Supplied text START

An anonymous reader writes: Slashdot has covered articles about Asperger's syndrome, autism, and how it might relate to the (somewhat stereotypical) geek mindset. I've been diagnosed as borderline autistic, so in a similar vein, I've found myself in an unusual position when it comes to getting therapy. I'm very analytical, investigative, and detail-oriented, so when I'm the patient of a psychiatrist, psychologist, or therapist, I feel like I'm coming in at a very different angle than other patients. I want to fully grok the pharmacology of the medications prescribed to me and how they interact with my nervous system. I analyze all of the methods and suggestions my therapist offers. I'm told that working with me as a patient is quite interesting (and often enjoyable), contrasted against many patients who are unaware of the therapy process or have no interest in it or its effects. I see the brain as the machine that coordinates my life, therapists as debuggers, and pharmaceuticals as hardware tweaking.

Supplied text END
Data extract START

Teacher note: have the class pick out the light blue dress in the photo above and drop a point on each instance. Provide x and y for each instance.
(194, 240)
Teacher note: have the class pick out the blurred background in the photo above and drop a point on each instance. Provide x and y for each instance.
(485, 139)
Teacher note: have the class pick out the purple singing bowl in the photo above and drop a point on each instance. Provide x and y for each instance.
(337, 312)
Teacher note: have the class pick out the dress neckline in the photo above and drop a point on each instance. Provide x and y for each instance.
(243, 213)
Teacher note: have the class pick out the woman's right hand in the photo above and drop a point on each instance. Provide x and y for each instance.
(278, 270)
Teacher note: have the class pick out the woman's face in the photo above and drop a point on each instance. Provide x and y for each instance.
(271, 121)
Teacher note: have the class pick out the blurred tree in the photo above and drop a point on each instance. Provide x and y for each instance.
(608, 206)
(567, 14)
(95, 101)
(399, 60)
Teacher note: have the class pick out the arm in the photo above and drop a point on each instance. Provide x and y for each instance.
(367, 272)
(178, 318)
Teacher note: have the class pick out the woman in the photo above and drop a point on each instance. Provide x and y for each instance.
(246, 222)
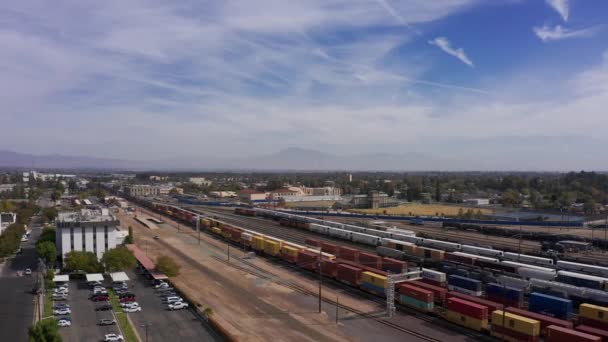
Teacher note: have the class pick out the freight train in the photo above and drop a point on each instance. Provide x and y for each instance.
(500, 313)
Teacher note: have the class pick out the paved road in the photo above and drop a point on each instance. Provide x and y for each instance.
(16, 301)
(84, 317)
(164, 325)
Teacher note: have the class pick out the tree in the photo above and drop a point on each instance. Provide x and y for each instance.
(47, 251)
(129, 238)
(167, 265)
(82, 261)
(118, 259)
(45, 330)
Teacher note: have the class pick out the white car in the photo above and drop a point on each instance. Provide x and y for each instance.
(178, 306)
(64, 311)
(64, 323)
(132, 309)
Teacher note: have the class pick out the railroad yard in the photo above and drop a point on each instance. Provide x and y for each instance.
(268, 297)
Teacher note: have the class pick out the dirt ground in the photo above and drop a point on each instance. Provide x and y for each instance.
(422, 210)
(255, 309)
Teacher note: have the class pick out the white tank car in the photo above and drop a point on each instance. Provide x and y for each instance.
(365, 239)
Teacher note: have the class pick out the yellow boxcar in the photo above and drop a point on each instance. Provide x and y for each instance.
(257, 242)
(374, 279)
(520, 324)
(466, 321)
(599, 313)
(272, 247)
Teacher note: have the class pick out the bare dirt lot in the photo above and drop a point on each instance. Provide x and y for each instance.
(257, 309)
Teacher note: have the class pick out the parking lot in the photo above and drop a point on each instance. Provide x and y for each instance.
(84, 317)
(164, 325)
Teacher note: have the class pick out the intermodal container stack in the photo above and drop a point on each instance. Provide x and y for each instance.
(308, 260)
(593, 331)
(467, 314)
(312, 242)
(439, 293)
(544, 320)
(272, 247)
(394, 266)
(504, 294)
(492, 306)
(559, 334)
(593, 315)
(550, 305)
(329, 268)
(347, 253)
(416, 297)
(289, 253)
(511, 327)
(464, 285)
(329, 248)
(348, 274)
(370, 260)
(373, 282)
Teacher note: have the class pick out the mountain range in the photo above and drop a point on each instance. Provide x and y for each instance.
(293, 158)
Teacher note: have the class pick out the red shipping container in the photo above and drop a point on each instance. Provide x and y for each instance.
(593, 323)
(329, 268)
(467, 308)
(505, 333)
(504, 301)
(439, 293)
(394, 266)
(308, 260)
(593, 331)
(416, 293)
(329, 248)
(544, 320)
(314, 243)
(492, 306)
(348, 274)
(347, 253)
(370, 260)
(560, 334)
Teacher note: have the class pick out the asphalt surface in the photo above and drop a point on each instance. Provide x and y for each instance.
(84, 317)
(164, 325)
(16, 300)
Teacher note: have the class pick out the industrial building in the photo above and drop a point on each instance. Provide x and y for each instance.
(91, 230)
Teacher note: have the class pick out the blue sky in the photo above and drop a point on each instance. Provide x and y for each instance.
(496, 84)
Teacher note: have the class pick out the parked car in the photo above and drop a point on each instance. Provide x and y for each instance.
(107, 321)
(64, 323)
(105, 307)
(64, 311)
(178, 306)
(113, 337)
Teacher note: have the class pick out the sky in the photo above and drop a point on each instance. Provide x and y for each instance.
(496, 84)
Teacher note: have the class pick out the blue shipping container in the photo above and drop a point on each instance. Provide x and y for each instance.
(465, 283)
(509, 293)
(550, 305)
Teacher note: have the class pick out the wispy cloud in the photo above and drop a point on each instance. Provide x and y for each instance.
(548, 33)
(444, 44)
(560, 6)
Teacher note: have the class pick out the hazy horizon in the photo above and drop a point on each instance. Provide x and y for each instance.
(500, 85)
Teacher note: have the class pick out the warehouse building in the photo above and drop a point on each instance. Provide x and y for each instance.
(91, 230)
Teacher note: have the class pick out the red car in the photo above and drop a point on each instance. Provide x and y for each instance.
(127, 299)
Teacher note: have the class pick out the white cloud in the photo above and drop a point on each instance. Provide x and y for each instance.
(444, 44)
(547, 33)
(561, 6)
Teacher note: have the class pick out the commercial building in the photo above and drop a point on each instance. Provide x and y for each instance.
(90, 230)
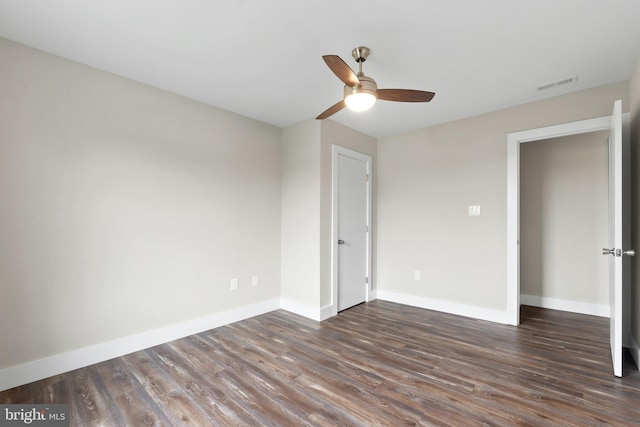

Data extract END

_What you will do_:
**1)** In the Slashdot post about therapy, why does the writer feel they approach therapy from a very different angle than other patients? Answer in one to three sentences.
**2)** How would you render this sentence from the Slashdot post into Spanish: "I see the brain as the machine that coordinates my life, therapists as debuggers, and pharmaceuticals as hardware tweaking."
**3)** Extend the Slashdot post about being an analytical therapy patient, picking up right after its final sentence.
The rows have no connection to the Slashdot post.

_Answers to the tasks_:
**1)** The writer is very analytical, investigative, and detail-oriented. That makes them approach being a patient of a psychiatrist, psychologist, or therapist differently from other patients.

**2)** Veo el cerebro como la máquina que coordina mi vida, a los terapeutas como depuradores y a los fármacos como ajustes de hardware.

**3)**
I'm extremely curious to know if other geeks have this mindset, or have any interesting experiences or viewpoints. There are other questions that can be considered, as well: are you very self-analytical? Perhaps you avoid therapists and attempt to diagnose and debug your own mis-programming?
There's a book online about hacking your body's energy management system. Meditation is also along the lines of hacking your psyche, and there's the OpenEEG project, which is worth noting.
I think there's a lot of unexplored territory here, at least considering that it hasn't been explored by people with a coding/hacking mindset. Do you hack your own mind? If so, then how?
Providing a lot of detail would probably generate the best discussion, so be careful; anything that you might not want future employers to know about you, post anonymously!